TASK PROMPT: Rewrite the material below, substituting "luminaire" for "light fixture" and leaving every other part unchanged.

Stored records
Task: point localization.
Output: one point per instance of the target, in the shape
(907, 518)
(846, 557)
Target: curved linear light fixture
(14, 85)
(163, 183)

EXPECTED ANSWER:
Task: point localization.
Output: one point per instance of the target, in the shape
(907, 518)
(846, 557)
Target: curved linear luminaire
(14, 85)
(163, 183)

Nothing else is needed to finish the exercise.